▸ AIM OF THE EXERCISE: Please restate, word for word, the lines below that begin at the one with "If you could point at the island" and end at the one with "If you could point at the dark seaweed". Leave out all other lines.

▸ RECORDS FOR THIS TASK:
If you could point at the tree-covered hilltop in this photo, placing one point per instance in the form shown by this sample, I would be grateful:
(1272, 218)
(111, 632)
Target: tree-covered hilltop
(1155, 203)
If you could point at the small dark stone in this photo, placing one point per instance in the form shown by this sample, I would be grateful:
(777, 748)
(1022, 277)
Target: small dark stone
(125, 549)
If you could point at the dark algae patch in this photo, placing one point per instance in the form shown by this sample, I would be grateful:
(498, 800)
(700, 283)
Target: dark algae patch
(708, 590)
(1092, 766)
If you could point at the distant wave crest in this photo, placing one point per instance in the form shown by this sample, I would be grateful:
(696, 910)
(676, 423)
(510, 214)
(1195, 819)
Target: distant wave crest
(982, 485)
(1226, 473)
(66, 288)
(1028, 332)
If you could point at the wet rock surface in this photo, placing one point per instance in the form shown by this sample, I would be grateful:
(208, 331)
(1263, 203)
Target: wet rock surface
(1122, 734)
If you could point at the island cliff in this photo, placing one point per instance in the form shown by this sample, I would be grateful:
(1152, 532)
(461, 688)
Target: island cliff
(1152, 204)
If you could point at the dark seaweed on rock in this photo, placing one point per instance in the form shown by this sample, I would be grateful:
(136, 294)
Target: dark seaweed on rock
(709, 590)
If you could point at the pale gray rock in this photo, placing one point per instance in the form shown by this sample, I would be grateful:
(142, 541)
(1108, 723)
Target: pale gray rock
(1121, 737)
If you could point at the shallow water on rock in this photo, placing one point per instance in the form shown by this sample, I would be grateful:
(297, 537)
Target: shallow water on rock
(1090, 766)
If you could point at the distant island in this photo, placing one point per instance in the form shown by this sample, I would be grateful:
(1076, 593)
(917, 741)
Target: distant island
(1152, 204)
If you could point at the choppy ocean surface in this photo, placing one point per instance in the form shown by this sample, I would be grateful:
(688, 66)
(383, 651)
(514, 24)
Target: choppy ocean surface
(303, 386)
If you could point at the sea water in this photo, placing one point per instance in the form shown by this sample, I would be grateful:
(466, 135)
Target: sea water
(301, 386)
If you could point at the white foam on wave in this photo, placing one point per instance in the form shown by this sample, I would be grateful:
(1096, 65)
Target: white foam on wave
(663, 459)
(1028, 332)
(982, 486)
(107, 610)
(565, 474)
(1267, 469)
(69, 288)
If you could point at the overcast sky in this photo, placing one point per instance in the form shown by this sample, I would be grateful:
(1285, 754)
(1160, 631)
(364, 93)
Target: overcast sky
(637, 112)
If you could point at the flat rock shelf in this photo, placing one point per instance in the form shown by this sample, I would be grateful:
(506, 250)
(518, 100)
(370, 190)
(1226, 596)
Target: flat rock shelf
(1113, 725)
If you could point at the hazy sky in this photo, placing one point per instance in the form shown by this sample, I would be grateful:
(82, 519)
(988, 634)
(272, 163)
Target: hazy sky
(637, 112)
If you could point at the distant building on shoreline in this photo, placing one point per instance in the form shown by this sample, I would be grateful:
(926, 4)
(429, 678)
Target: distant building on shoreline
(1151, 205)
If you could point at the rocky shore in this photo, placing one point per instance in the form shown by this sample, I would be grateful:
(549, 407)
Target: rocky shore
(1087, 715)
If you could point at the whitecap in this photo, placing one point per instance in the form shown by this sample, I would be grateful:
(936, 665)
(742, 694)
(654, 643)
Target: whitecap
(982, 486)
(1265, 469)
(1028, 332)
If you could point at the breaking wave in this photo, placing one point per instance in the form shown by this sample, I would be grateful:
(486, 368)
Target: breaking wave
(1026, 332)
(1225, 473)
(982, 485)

▸ OUTPUT OF THE TASK:
If you could point at the island cliff in this photo, placing one point per instance in the form shown by this sample, I would be grateful:
(1152, 532)
(461, 688)
Target: island cliff
(1152, 204)
If you could point at the dark seaweed on rock in this photo, placing one point per instance in the form shown by this sample, I would be grateful:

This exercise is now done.